Gather each line of the data below that contains the string "water", and copy every such line in full. The match is case-sensitive.

::::::::::

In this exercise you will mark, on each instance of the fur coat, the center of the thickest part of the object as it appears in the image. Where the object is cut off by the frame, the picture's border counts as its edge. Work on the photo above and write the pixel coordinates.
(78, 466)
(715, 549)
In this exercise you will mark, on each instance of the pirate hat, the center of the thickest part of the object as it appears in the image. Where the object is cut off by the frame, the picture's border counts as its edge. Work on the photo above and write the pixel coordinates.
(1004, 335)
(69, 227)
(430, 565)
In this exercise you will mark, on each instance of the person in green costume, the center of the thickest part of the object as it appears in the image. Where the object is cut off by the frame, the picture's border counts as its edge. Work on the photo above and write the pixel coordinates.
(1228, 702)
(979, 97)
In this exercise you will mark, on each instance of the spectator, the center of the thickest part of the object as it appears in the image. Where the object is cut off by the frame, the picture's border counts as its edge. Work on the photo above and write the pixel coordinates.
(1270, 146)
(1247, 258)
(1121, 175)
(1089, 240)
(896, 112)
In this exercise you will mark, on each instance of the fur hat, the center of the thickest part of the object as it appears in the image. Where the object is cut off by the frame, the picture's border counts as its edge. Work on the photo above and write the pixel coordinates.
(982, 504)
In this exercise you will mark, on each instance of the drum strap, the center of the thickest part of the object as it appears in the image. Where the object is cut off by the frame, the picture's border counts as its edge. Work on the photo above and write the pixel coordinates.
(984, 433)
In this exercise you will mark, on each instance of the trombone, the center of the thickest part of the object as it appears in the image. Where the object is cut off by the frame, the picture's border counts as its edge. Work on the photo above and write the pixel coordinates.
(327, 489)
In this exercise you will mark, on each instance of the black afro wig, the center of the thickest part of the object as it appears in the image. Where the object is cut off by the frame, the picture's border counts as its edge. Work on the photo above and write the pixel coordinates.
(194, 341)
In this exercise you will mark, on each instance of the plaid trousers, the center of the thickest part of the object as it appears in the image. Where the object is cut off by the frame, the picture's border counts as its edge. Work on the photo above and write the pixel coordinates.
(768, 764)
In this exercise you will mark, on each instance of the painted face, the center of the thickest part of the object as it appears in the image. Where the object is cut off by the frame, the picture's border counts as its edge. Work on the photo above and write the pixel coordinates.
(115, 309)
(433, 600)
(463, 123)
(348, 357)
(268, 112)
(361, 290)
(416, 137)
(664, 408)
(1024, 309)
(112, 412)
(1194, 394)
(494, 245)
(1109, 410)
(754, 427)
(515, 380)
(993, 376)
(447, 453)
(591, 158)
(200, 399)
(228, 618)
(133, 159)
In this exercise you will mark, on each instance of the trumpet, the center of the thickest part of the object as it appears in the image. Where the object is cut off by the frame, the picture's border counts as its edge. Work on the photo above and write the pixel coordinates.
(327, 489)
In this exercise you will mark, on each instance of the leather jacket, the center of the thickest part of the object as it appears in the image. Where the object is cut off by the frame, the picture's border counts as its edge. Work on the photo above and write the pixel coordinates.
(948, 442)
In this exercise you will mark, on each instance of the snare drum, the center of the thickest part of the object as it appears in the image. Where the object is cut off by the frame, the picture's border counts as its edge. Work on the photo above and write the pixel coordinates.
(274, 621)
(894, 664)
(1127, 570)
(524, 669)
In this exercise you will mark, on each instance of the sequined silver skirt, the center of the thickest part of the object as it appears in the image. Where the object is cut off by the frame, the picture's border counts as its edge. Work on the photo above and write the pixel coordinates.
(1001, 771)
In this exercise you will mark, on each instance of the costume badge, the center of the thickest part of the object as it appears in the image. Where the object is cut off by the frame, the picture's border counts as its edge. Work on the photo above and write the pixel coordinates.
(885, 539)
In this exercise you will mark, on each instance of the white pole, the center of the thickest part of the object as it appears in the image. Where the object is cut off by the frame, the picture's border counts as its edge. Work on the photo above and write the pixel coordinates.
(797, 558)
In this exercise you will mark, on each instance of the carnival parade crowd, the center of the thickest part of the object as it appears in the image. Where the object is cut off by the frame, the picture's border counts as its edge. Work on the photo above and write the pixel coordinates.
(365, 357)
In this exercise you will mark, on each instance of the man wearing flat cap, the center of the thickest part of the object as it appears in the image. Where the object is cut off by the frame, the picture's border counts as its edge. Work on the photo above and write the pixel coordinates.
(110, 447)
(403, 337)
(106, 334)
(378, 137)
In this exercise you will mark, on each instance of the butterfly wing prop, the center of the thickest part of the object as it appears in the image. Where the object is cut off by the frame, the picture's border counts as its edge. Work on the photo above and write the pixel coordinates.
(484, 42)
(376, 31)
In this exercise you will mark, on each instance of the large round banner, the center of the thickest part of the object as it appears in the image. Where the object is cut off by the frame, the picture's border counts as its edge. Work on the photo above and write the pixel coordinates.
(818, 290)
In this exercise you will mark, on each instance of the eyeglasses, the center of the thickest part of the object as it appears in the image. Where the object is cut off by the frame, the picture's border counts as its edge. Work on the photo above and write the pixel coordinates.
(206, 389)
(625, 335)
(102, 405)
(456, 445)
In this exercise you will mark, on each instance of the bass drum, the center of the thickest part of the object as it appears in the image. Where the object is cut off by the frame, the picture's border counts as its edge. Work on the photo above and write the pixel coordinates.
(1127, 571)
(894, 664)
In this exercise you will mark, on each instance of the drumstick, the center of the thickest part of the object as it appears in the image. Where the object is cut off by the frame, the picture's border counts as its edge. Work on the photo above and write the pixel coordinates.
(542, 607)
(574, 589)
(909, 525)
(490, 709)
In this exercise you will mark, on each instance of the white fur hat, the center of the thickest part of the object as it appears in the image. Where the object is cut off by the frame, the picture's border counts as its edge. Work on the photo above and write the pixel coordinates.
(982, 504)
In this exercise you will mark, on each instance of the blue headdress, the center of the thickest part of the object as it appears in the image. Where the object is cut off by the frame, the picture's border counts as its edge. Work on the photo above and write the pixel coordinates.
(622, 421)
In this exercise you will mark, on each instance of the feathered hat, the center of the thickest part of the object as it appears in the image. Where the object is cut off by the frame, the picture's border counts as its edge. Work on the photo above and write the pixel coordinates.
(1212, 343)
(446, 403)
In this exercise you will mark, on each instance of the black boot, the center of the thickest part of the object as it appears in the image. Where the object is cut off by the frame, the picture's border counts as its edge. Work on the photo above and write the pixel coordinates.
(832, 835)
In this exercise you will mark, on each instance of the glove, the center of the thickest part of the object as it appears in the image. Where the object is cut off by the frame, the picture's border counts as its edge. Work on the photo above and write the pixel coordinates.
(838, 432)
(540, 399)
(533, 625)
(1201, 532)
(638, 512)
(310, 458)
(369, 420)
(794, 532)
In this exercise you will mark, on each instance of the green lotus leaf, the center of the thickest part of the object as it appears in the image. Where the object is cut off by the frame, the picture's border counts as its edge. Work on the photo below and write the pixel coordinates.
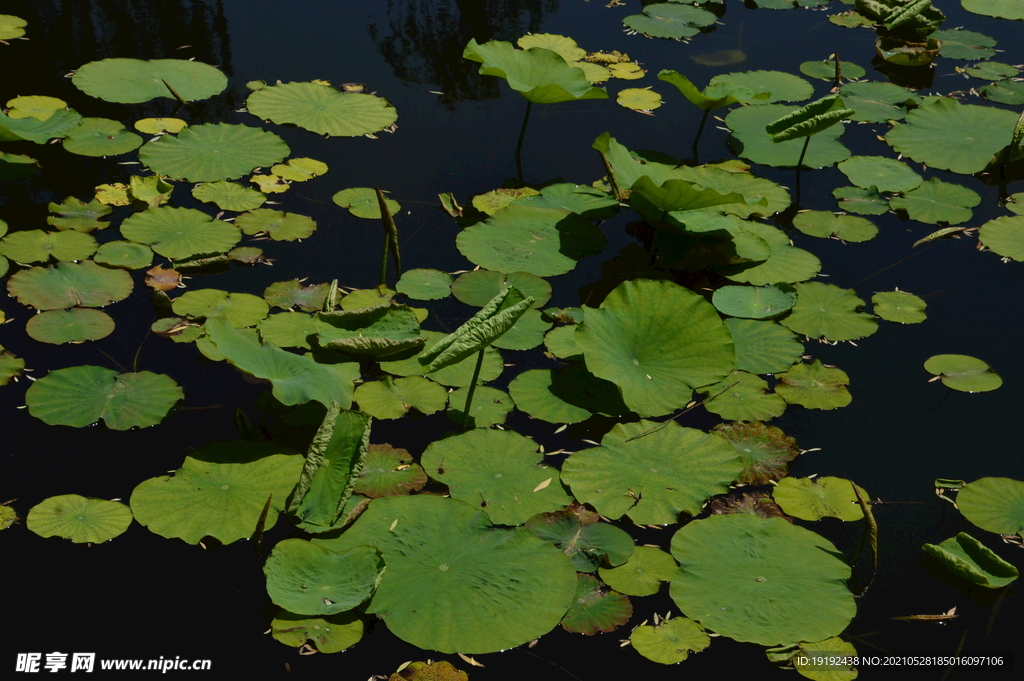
(783, 584)
(73, 326)
(389, 398)
(964, 373)
(814, 386)
(80, 396)
(329, 634)
(670, 20)
(39, 246)
(656, 341)
(544, 242)
(630, 475)
(81, 519)
(643, 573)
(824, 310)
(595, 609)
(212, 152)
(538, 74)
(477, 288)
(995, 504)
(220, 491)
(943, 133)
(899, 306)
(670, 642)
(180, 232)
(70, 284)
(971, 560)
(296, 379)
(456, 584)
(135, 81)
(1005, 236)
(388, 471)
(278, 224)
(322, 109)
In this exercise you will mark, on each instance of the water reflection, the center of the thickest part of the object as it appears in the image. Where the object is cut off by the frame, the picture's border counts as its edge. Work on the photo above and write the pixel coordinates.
(424, 39)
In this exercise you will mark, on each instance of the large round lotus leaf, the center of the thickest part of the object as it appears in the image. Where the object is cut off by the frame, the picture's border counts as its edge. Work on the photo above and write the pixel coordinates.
(964, 373)
(212, 152)
(73, 326)
(813, 499)
(995, 504)
(971, 560)
(79, 518)
(241, 309)
(656, 341)
(306, 579)
(643, 573)
(180, 232)
(80, 396)
(322, 109)
(596, 609)
(478, 287)
(751, 140)
(629, 474)
(764, 347)
(39, 246)
(135, 81)
(539, 241)
(899, 306)
(70, 284)
(456, 584)
(220, 491)
(946, 134)
(499, 471)
(825, 310)
(1005, 236)
(670, 642)
(761, 581)
(814, 386)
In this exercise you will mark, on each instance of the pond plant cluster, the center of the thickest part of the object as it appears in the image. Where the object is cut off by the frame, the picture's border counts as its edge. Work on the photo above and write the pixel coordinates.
(483, 541)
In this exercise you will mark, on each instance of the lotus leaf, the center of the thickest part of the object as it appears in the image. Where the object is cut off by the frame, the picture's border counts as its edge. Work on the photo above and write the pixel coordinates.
(321, 109)
(220, 491)
(80, 396)
(814, 386)
(73, 326)
(70, 284)
(81, 519)
(180, 232)
(212, 152)
(971, 560)
(455, 583)
(995, 504)
(670, 642)
(629, 473)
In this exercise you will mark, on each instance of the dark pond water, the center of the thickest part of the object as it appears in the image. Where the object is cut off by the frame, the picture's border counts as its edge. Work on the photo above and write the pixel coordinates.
(143, 596)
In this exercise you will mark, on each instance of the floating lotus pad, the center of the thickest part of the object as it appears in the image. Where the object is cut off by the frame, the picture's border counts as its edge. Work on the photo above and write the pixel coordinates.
(78, 518)
(80, 396)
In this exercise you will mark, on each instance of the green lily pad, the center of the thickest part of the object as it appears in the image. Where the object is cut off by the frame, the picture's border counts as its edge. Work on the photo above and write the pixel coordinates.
(783, 584)
(322, 109)
(970, 559)
(451, 576)
(814, 386)
(899, 306)
(628, 474)
(212, 152)
(135, 81)
(220, 491)
(81, 519)
(964, 373)
(80, 396)
(73, 326)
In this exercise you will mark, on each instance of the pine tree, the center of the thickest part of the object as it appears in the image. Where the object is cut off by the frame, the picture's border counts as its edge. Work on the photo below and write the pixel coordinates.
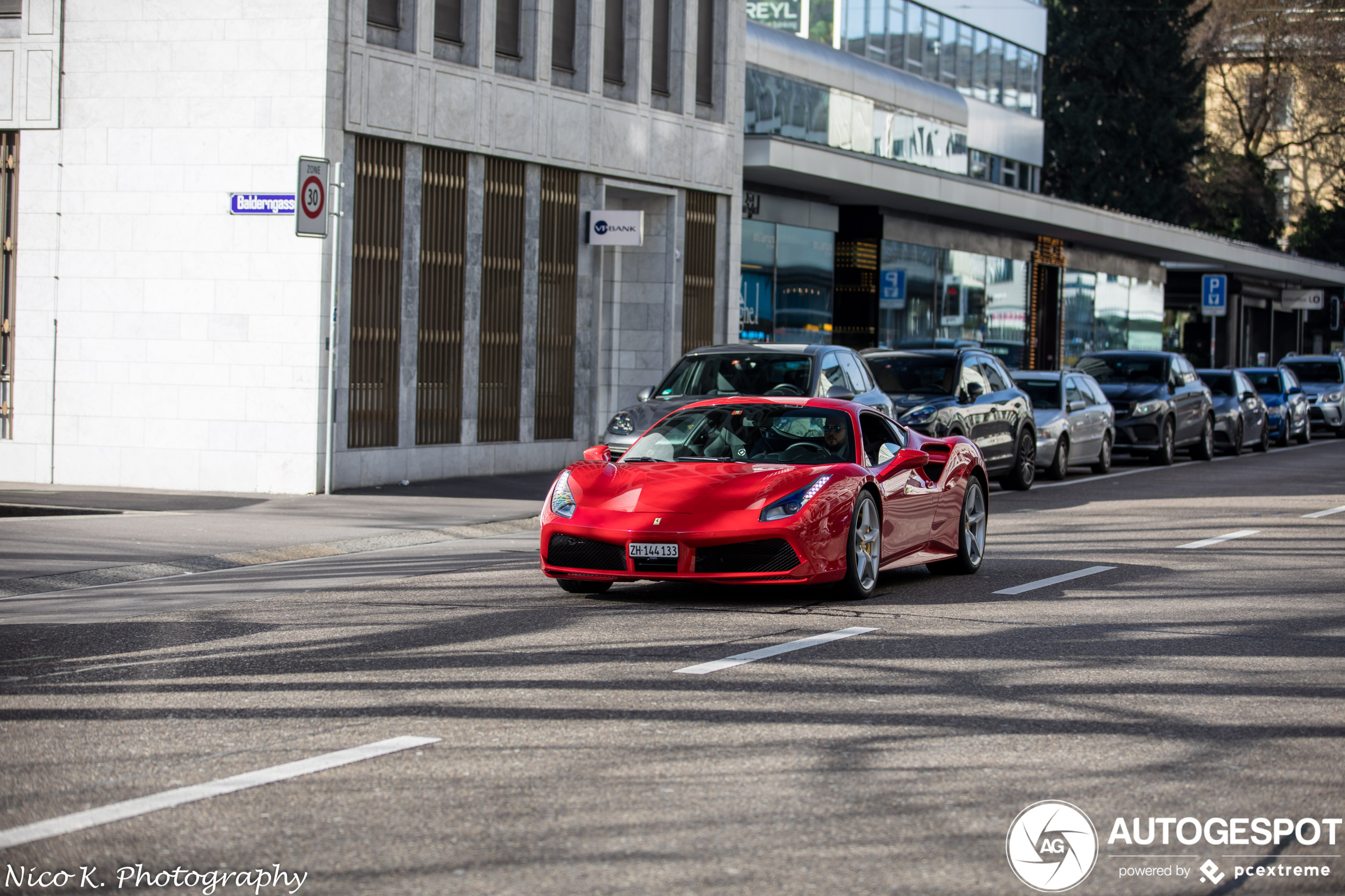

::::::::::

▸ Completed exercise
In this exercise you will mark, on each instance of the water reflection, the center of the thickest part of the object as it appears in the image. Where the object is cut off by the frame, the picture's border counts as its edge. Work on the photo above and write the pixel coordinates.
In this exercise you will mark, on each instance of the dark pond water, the center of the thickest part of the object as it appears in the image. Where the object is cut off by the frame, the picture's border counts as its edge. Work on the photo above and write the pixel coordinates.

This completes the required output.